--- Direction 1 ---
According to the Paul Rudnick interview, where was In & Out actually filmed?
--- Direction 2 ---
Could you write the next part of the Paul Rudnick interview, picking up after its final answer?

A GoPride Interview

Paul Rudnick

Paul Rudnick interview with ChicagoPride.com

Wed. December 16, 2009  by Windy City Times

Paul Rudnick

paul rudnick

photo credit // michael mahoney/hat head studios
Openly gay writer Paul Rudnick has written for the stage (“I Hate Hamlet,” “Jeffrey,” “The Most Fabulous Story Ever Told,” etc.), screen (Sister Act, In & Out, Addams Family Values, The Stepford Wives, etc.) and for various publications (most hilariously in the guise of Libby Gelman-Waxner, the “film critic” for the late Premiere magazine). Now Rudnick has released “I Shudder,” a collection of autobiographical essays and pieces about his writing experiences in Hollywood and for the stage. The title of the book refers to Rudnick’s new fictional character: a 63-year-old Manhattanite named Elyot Vionnet, a fussbudget with impossibly high standards.

WCT: (Windy City Times) Does The Addams Family stage musical now running in Chicago have anything to do with the movies you worked on?

PR: (Paul Rudnick) Not really. The Charles Addams estate is very complicated and you get either the rights to the original cartoons, the TV show or the movies—three separate things and I believe that the show has only the rights to the original cartoons so they’ve had to create a completely original story which is great. I wish them only the best. I’m not particularly connected to that show—only I’m kind of a first cousin.

WCT: Elyot Vionnet, your new character in the book is a delight—instantly recognizable.

PR: I like to think there’s a little bit of Elyot in anyone who’s ever been so aggravated that they start to have extremely violent fantasies that they will never, thank God, act upon. I think we all carry a certain level of simmering, irrational rage at the people with the cell phones and the taxi cab radios that won’t turn off and the triple strollers.

WCT: I love that Elyot refuses to identify as gay though he clearly is of, shall we say, that stripe.

PR: He judges people so completely on how much they either please him or get in his way that gender becomes small change. But there is a boyfriend in Elyot’s future that, of course, as do all his relationships, ends tragically bizarre. [Laughs] Elyot will meet someone with even higher standards than his own. You can get to that point, you know, where your taste is so good that you can no longer breathe. [Laughs hard]

WCT: In & Out is a very funny comedy—one of the few gay-themed releases to make money.

PR: Thank you. One of the insane things about it is that it was set in the Midwest in Indiana and it was shot entirely on the east coast in New Jersey and on Long Island and we just always had to be careful not to turn the cameras around to reveal the ocean.

WCT: You have worked as a script doctor on several comedies, including The First Wives Club.

PR: Yes, that was a lunatic project. When I came onboard it was actually not intended to be a comedy. It was quite serious and the Diane Keaton character had a troubled marriage partially due to the fact that the couple were raising a retarded child and I was told to make the retarded child into a lesbian daughter. And of course my initial reaction was, “A retarded lesbian would cover every political base” and they said, “We don’t think so” so she became a lesbian and everything got funnier and funnier after that.

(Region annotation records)
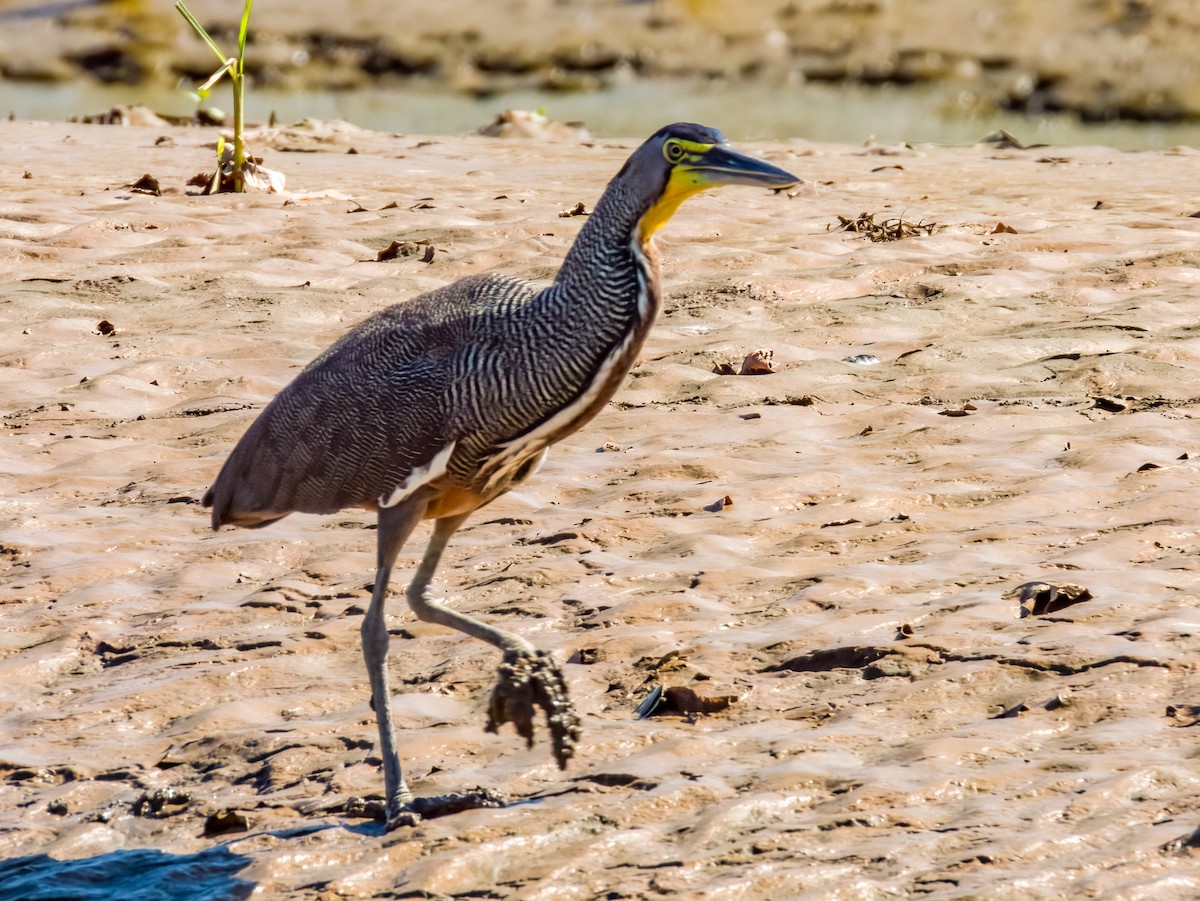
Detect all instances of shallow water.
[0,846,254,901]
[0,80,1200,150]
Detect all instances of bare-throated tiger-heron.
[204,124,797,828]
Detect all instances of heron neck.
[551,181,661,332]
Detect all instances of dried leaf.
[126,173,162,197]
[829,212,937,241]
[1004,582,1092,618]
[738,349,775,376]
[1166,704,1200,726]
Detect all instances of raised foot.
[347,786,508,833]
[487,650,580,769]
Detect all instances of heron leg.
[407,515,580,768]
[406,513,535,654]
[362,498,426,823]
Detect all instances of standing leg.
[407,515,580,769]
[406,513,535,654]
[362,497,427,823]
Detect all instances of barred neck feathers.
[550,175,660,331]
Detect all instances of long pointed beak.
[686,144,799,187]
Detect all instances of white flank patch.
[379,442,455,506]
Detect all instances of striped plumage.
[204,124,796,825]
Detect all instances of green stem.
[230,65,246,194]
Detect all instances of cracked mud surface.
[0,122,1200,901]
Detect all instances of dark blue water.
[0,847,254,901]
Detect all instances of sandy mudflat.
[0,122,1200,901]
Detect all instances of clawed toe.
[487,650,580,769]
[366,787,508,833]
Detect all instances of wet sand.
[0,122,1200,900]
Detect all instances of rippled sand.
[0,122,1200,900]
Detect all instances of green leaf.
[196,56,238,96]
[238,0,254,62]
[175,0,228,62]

==

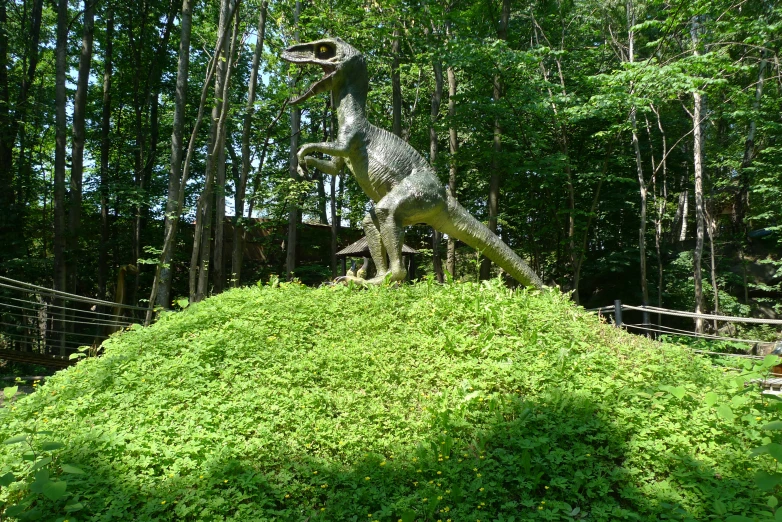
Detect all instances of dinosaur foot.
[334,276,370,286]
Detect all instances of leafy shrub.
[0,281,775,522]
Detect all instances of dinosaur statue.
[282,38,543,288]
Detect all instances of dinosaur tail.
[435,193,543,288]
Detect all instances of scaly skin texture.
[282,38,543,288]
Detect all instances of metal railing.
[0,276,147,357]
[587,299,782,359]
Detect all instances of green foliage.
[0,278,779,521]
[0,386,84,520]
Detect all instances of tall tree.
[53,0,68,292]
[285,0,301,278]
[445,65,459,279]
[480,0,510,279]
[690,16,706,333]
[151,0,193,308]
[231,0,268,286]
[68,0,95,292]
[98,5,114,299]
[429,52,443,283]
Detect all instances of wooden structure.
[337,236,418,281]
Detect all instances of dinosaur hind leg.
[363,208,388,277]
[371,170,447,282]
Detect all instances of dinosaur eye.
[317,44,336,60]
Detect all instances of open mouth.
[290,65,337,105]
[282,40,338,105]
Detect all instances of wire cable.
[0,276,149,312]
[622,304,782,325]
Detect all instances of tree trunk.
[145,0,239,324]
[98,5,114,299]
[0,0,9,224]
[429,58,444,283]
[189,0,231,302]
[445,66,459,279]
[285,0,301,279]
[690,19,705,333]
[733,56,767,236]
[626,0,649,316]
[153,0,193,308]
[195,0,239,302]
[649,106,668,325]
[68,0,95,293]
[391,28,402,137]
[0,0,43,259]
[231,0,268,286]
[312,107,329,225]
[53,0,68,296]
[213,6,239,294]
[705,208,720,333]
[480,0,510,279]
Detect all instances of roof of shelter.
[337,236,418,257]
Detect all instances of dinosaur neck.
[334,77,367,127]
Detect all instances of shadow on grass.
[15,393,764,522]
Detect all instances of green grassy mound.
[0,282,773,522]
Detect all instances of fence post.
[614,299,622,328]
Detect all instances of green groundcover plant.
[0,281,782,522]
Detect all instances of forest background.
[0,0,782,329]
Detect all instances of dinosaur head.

--- Task answer 1 ---
It was shot entirely on the east coast, in New Jersey and on Long Island.

--- Task answer 2 ---
WCT: Bette Midler has said many times that when they went back to make a sequel it was turned down. Do you know anything about that?

PR: Well, there were several attempts. I actually worked on one idea for a sequel that sadly became very inappropriate after 9/11 because it was very New York-based and about the mayoral race.

WCT: I Shudder has a very telling portrait of gay producer Scott Rudin who is famous for his legendary temper but also has a heart of gold.

PR: Absolutely. He’s the kind of person which fascinates me and who I often adore because they are these outsized personalities—they’re sort of helplessly who they are—and you can both enjoy them, you can be terrified by them and you can learn an enormous amount from them. Because especially if you’re going to be the kind of guy who actually gets movies made or plays produced you can’t be a shrinking violet. Look at his track record—it speaks for itself.

WCT: Have you worked on any movies since The Stepford Wives which you’ve said was a heartbreaking experience for you?

PR: I did a rewrite on The Devil Wears Prada—one of many writers.

WCT: Have you thought about writing another film after your bad experience on The Stepford Wives?

PR: I may but that was a little daunting. It did make me think, “Okay, I’m not going to get involved in a situation like that again until I’m far more sure of my work and of the material.” I’m sure I’ll work on more in the future. It was also time to take a break—I’d been working kind of nonstop for a few years there and that’s why it was so nice to return to the theatre and to write my book and ground myself a little more.

WCT: I loved your appearance in The Celluloid Closet—it was the first movie I reviewed—and now I see that you’re in Making the Boys about The Boys In the Band which I’m dying to see. Can you talk about that for a moment and the importance of being aware of our gay history when it comes to the arts?

PR: Oh, absolutely, because both The Celluloid Closet and Making the Boys are wildly entertaining movies on top of being wonderfully educational. Certainly, if you’re feeling depressed after Maine or California or any of these desperately awful voting situations and you want to feel a little better about gay lives and the representation of gay lives you can see how little was even permitted a relatively short time ago and things are getting marginally better. I think it’s important to remember and it’s important to have a sense of gay history and gay forebears; to honor the people who got the ball rolling. They can also give you a certain hope for the future. Remember that wonderful line in Angels in America about “the world only spinning forward” and that applies even to of all places Hollywood.